Task data →
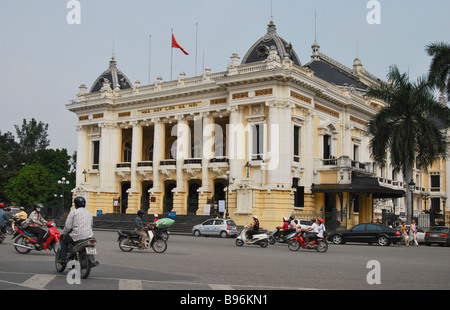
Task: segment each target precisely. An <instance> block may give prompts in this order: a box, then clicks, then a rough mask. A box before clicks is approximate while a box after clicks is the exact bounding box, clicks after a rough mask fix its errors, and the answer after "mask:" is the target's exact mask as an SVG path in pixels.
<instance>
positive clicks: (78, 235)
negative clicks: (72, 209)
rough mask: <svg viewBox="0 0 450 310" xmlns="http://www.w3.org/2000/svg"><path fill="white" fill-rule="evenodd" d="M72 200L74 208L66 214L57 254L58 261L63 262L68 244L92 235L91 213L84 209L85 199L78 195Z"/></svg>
mask: <svg viewBox="0 0 450 310" xmlns="http://www.w3.org/2000/svg"><path fill="white" fill-rule="evenodd" d="M73 202H74V204H75V210H72V211H70V213H69V215H68V216H67V219H66V223H65V226H64V229H63V232H62V235H61V239H60V242H59V244H60V245H61V252H60V256H59V261H60V262H65V260H66V259H67V250H68V248H69V245H70V244H74V243H75V242H77V241H79V240H84V239H88V238H91V237H92V236H93V235H94V233H93V231H92V225H93V219H92V214H91V213H90V212H89V211H88V210H86V209H85V207H86V200H85V199H84V198H83V197H81V196H78V197H76V198H75V199H74V200H73Z"/></svg>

Work instructions → An exact copy of the lines from the one with "negative clicks: (72, 209)" through the last line of the listing is the whole answer.

Expected answer →
negative clicks: (72, 209)
rough mask: <svg viewBox="0 0 450 310" xmlns="http://www.w3.org/2000/svg"><path fill="white" fill-rule="evenodd" d="M72 200L74 208L66 214L57 254L58 261L63 262L68 244L92 235L91 213L84 209L85 199L78 195Z"/></svg>
mask: <svg viewBox="0 0 450 310" xmlns="http://www.w3.org/2000/svg"><path fill="white" fill-rule="evenodd" d="M73 202H74V204H75V210H72V211H70V213H69V215H68V216H67V219H66V223H65V226H64V229H63V232H62V235H61V239H60V242H59V244H60V245H61V252H60V256H59V261H60V262H65V260H66V259H67V250H68V248H69V245H70V244H74V243H75V242H77V241H79V240H84V239H88V238H91V237H92V236H93V235H94V233H93V231H92V225H93V219H92V214H91V213H90V212H89V211H88V210H86V209H85V207H86V200H85V199H84V198H83V197H81V196H78V197H76V198H75V199H74V200H73Z"/></svg>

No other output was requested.